30En gij zult den Heere, uw God, liefhebben uit geheel uw hart, en uit geheel uw ziel, en uit geheel uw verstand, en uit geheel uw kracht. Dit is het eerste gebod.
 verstand, en uit geheel uw kracht Of, gedachte; dat is overlegging des verstands.
31En het tweede aan dit gelijk, is dit: Gij zult uw naaste liefhebben als uzelven. Er is geen ander gebod, groter dan deze.
 deze Namelijk deze twee voornaamste geboden.
32En de schriftgeleerde zeide tot Hem: Meester, Gij hebt wel in der waarheid gezegd, dat er een enig God is, en er is geen ander dan Hij; 33En Hem lief te hebben uit geheel het hart, en uit geheel het verstand, en uit geheel de ziel, en uit geheel de kracht; en den naaste lief te hebben als zichzelven, is meer dan al de brandofferen en de slachtofferen.

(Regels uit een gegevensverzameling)
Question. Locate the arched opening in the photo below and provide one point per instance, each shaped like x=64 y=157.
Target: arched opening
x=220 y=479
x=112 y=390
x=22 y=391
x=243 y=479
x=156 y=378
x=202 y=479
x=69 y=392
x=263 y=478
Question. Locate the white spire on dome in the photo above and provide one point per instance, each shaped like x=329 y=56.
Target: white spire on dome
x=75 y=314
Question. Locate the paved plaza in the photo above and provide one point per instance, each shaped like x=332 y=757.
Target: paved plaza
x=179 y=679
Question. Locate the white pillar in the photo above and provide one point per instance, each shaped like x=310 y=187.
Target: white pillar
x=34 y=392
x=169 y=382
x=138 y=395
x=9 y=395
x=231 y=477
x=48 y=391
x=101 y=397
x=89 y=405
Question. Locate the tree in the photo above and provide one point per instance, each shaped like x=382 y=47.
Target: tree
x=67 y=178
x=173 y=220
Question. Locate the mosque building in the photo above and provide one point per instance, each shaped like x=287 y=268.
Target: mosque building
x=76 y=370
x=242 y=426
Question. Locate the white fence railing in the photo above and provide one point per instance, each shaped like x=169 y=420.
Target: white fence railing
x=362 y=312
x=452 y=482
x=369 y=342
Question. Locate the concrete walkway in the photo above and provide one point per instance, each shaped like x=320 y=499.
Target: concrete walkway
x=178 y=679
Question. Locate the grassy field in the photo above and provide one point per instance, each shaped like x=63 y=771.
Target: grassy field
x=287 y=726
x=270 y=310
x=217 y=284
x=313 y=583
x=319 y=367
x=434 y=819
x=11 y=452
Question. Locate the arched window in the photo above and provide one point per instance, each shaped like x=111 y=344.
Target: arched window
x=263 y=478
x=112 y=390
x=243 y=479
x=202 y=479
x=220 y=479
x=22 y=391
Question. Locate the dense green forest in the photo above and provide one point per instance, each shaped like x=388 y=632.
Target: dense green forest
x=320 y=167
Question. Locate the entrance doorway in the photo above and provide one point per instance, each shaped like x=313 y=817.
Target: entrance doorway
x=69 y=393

- [Jouw opdracht]:
Pak de bijbeltekst over het eerste en het tweede gebod op na de laatste zin en schrijf hem verder.

- [Jouw antwoord]:
 brandofferen en de slachtofferen Brandoffers waren offeranden, die op het altaar gelegd en aldaar geheel verbrand werden; slachtoffers, waarvan maar een deel op het altaar verbrand werd, en de andere stukken, zo van de priesters en Levieten als van degenen, die offerden, gegeten worden. Zie Lev 1 en Lev 2 enz. Hoewel somwijlen dit woord ook breder genomen wordt.
34En Jezus ziende, dat hij verstandelijk geantwoord had, zeide tot hem: Gij zijt niet verre van het Koninkrijk Gods. En niemand durfde Hem meer vragen.
 niet verre van het Koninkrijk Gods Overmits deze zijne belijdenis uit een leerzaam gemoed scheen voort te komen, vs.32, en met de leer van Christus in zoverre overeenkwam; en de bekentenis van de wet een middel kon zijn om hem verder te brengen tot kennis van zichzelven, en alzo voorts tot Christus, Gal 3:19 .
35En Jezus antwoordde en zeide, lerende in den tempel: Hoe zeggen de Schriftgeleerden, dat de Christus een Zoon van David is? 36Want David zelf heeft door den Heiligen Geest gezegd: De Heere heeft gezegd tot mijn Heere: Zit aan Mijn rechter hand, totdat Ik Uw vijanden zal gezet hebben tot een voetbank Uwer voeten.
  Zit aan Mijn rechter- hand, Zie hiervan breder Mat 22:44 .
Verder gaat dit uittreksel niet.